▶ [Supplied material]:
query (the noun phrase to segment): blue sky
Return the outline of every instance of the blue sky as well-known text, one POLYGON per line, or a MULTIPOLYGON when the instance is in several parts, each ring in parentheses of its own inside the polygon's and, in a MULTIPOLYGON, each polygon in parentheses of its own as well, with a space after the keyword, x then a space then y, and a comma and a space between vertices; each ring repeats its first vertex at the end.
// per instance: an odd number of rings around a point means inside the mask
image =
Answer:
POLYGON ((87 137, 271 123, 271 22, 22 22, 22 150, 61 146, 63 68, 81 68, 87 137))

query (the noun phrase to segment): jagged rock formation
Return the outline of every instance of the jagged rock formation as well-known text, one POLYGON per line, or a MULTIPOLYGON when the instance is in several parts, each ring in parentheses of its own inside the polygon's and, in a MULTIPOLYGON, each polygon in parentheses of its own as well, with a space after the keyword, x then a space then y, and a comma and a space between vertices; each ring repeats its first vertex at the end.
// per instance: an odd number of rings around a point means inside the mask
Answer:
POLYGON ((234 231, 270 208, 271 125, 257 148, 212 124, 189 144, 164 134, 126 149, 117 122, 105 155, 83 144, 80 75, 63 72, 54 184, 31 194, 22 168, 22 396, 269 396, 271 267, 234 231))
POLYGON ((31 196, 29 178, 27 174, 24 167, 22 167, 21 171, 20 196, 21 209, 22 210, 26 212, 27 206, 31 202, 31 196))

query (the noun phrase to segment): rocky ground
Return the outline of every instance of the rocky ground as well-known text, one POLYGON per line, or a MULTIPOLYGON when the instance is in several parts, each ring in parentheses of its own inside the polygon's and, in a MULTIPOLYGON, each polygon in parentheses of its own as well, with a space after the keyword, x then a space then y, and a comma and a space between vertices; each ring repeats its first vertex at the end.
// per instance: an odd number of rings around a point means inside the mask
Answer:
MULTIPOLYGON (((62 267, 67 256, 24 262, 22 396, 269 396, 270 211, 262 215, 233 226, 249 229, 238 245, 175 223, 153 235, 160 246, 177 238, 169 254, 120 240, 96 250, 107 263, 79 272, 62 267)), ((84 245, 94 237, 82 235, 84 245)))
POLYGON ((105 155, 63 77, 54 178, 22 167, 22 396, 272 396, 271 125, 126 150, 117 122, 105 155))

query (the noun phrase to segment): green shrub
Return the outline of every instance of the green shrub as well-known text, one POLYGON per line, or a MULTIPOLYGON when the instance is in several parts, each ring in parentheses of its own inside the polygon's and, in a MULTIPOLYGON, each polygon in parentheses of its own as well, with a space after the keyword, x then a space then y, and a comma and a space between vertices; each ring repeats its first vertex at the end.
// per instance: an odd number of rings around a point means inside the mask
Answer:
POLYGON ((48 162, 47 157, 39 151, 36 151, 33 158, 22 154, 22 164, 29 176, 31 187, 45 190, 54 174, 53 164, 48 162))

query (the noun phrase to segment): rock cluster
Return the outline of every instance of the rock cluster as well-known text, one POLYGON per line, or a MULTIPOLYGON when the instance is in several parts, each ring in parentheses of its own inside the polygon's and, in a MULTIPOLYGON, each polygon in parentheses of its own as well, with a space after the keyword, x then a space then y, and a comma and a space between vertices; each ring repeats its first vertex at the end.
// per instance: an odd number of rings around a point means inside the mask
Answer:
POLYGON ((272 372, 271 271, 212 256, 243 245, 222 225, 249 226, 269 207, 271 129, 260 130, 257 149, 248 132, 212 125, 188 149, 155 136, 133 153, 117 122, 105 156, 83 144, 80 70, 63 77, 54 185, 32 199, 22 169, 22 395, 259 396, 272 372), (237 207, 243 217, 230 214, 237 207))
--
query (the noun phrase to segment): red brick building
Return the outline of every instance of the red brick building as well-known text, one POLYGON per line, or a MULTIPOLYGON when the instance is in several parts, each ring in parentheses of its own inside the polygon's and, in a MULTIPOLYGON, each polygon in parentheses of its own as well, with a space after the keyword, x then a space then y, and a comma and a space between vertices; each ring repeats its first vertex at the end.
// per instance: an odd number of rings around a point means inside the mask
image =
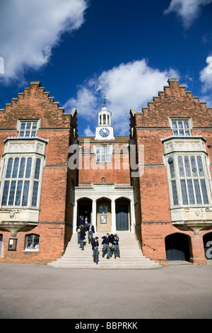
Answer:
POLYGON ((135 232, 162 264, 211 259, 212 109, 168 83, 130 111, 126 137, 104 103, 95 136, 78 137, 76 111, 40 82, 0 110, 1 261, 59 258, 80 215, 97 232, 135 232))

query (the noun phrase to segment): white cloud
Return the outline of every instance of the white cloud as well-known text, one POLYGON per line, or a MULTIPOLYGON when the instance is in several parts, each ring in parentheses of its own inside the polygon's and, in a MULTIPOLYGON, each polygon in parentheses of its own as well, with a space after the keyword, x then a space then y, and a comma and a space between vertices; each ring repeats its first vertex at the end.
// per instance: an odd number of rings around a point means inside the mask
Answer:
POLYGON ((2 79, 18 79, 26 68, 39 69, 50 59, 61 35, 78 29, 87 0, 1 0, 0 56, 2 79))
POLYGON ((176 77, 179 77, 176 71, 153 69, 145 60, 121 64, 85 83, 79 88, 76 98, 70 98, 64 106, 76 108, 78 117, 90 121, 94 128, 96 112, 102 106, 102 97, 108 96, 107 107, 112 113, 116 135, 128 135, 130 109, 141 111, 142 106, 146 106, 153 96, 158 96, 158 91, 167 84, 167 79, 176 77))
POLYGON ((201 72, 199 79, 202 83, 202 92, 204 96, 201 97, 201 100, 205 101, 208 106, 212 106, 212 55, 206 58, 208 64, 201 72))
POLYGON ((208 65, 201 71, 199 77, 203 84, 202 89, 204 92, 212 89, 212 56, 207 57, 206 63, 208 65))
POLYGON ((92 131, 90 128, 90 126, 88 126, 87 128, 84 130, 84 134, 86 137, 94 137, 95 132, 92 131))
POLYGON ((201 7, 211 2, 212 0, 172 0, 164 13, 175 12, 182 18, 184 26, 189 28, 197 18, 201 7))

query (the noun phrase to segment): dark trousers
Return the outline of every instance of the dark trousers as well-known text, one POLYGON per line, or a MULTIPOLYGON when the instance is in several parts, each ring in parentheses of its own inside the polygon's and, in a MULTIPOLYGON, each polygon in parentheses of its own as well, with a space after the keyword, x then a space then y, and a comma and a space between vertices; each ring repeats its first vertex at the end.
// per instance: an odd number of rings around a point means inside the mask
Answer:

▶ [Task brief]: Write out again, unchanged, everything from the row containing "query (the noun phrase to segment): blue sky" down to the row containing "POLYGON ((87 137, 271", including both of those rows.

▶ [Task output]:
query (the noun phrase to segment): blue sky
Return the outline of every instance of the blue sky as well-known text, one POLYGON per line, or a MULTIPOLYGON when the instance is in several parts, each ring in parentheses of its own inside the polygon's and, in a MULTIPOLYGON, each polygon in parentheses of its own as well, with a space after the keyword, x then a space then y, and a comma and a space between vertices; each ring repeats its first vertex at the end.
// per instance: an odd number of rings around a point means inside the mask
image =
Answer:
POLYGON ((87 137, 271 123, 271 22, 22 22, 22 150, 61 146, 63 68, 81 68, 87 137))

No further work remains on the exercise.